- _Exercise objective_
All that is asked is a faithful reproduction of the entries.

Collected data entries:
++++++

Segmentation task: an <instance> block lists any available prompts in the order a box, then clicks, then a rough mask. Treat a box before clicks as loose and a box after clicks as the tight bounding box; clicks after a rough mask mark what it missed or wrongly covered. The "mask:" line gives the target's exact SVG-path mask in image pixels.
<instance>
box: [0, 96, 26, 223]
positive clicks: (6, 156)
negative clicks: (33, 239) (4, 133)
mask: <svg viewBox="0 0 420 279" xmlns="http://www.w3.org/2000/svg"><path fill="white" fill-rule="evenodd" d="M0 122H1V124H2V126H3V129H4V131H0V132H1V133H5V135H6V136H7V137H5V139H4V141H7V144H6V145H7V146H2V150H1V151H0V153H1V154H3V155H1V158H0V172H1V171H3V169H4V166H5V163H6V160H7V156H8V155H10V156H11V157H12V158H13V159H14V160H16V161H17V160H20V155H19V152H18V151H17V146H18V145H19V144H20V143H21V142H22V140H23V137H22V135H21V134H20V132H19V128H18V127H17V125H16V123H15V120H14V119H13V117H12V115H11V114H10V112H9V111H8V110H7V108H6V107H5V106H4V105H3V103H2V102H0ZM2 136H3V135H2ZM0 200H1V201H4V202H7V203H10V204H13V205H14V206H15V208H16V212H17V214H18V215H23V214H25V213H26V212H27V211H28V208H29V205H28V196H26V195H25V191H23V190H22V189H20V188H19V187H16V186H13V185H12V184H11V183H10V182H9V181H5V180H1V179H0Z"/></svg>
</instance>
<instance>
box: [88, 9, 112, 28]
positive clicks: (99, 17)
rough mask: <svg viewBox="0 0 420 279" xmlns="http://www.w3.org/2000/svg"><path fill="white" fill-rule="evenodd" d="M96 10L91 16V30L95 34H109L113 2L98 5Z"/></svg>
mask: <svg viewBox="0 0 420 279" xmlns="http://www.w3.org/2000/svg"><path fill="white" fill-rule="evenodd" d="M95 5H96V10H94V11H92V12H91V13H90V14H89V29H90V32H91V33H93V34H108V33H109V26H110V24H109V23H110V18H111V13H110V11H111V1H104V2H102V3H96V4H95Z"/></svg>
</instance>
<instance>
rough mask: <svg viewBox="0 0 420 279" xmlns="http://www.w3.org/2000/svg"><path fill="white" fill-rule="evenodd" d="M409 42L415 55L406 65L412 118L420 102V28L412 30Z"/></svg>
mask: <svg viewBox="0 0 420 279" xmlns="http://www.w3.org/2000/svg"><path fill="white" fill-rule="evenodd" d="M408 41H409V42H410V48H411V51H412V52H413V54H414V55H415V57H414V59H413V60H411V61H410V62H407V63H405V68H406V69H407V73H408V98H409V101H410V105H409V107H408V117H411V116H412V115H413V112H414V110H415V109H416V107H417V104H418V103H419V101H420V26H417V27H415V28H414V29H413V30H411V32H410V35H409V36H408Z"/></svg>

++++++

- _Solution for this exercise_
Segmentation task: an <instance> block lists any available prompts in the order a box, then clicks, then a rough mask. Treat a box before clicks as loose and a box after clicks as the tight bounding box; clicks after a rough mask mark what it missed or wrongly covered. The "mask:" line gives the target's exact SVG-path mask in image pixels.
<instance>
box: [0, 96, 26, 223]
positive clicks: (6, 156)
negative clicks: (33, 239) (4, 133)
mask: <svg viewBox="0 0 420 279" xmlns="http://www.w3.org/2000/svg"><path fill="white" fill-rule="evenodd" d="M0 122H1V124H2V126H3V129H4V131H0V132H1V133H5V135H6V136H7V137H5V139H4V141H7V144H6V145H7V146H2V150H1V151H0V153H1V154H3V155H1V158H0V172H1V171H3V169H4V166H5V163H6V160H7V156H8V155H10V156H11V157H12V158H13V159H14V160H16V161H17V160H20V155H19V152H18V151H17V146H18V145H19V144H20V143H21V142H22V140H23V137H22V135H21V134H20V132H19V128H18V127H17V125H16V123H15V120H14V119H13V117H12V115H11V114H10V112H9V111H8V110H7V108H6V107H5V106H4V105H3V103H2V102H0ZM2 136H3V135H2ZM0 200H1V201H4V202H7V203H10V204H13V205H14V206H15V208H16V212H17V214H18V215H23V214H25V213H26V212H27V211H28V208H29V205H28V196H26V195H25V191H23V190H22V189H20V188H19V187H16V186H13V185H12V184H11V183H10V182H9V181H5V180H1V179H0Z"/></svg>
</instance>
<instance>
box: [88, 9, 112, 28]
positive clicks: (99, 17)
rough mask: <svg viewBox="0 0 420 279" xmlns="http://www.w3.org/2000/svg"><path fill="white" fill-rule="evenodd" d="M96 10L91 16V30L95 34H109L113 2L98 5Z"/></svg>
mask: <svg viewBox="0 0 420 279" xmlns="http://www.w3.org/2000/svg"><path fill="white" fill-rule="evenodd" d="M95 5H96V10H94V11H92V12H91V13H90V14H89V29H90V32H91V33H93V34H108V33H109V26H110V24H109V23H110V18H111V13H110V11H111V1H104V2H102V3H96V4H95Z"/></svg>
</instance>
<instance>
rough mask: <svg viewBox="0 0 420 279" xmlns="http://www.w3.org/2000/svg"><path fill="white" fill-rule="evenodd" d="M409 42L415 55L406 65L412 118L420 102V28L412 30Z"/></svg>
mask: <svg viewBox="0 0 420 279" xmlns="http://www.w3.org/2000/svg"><path fill="white" fill-rule="evenodd" d="M408 41H409V42H410V48H411V51H412V52H413V54H414V55H415V57H414V59H413V60H411V61H410V62H407V63H405V68H406V69H407V73H408V98H409V101H410V105H409V107H408V117H411V116H412V115H413V112H414V110H415V109H416V107H417V104H418V103H419V101H420V26H417V27H415V28H414V29H413V30H411V32H410V35H409V36H408Z"/></svg>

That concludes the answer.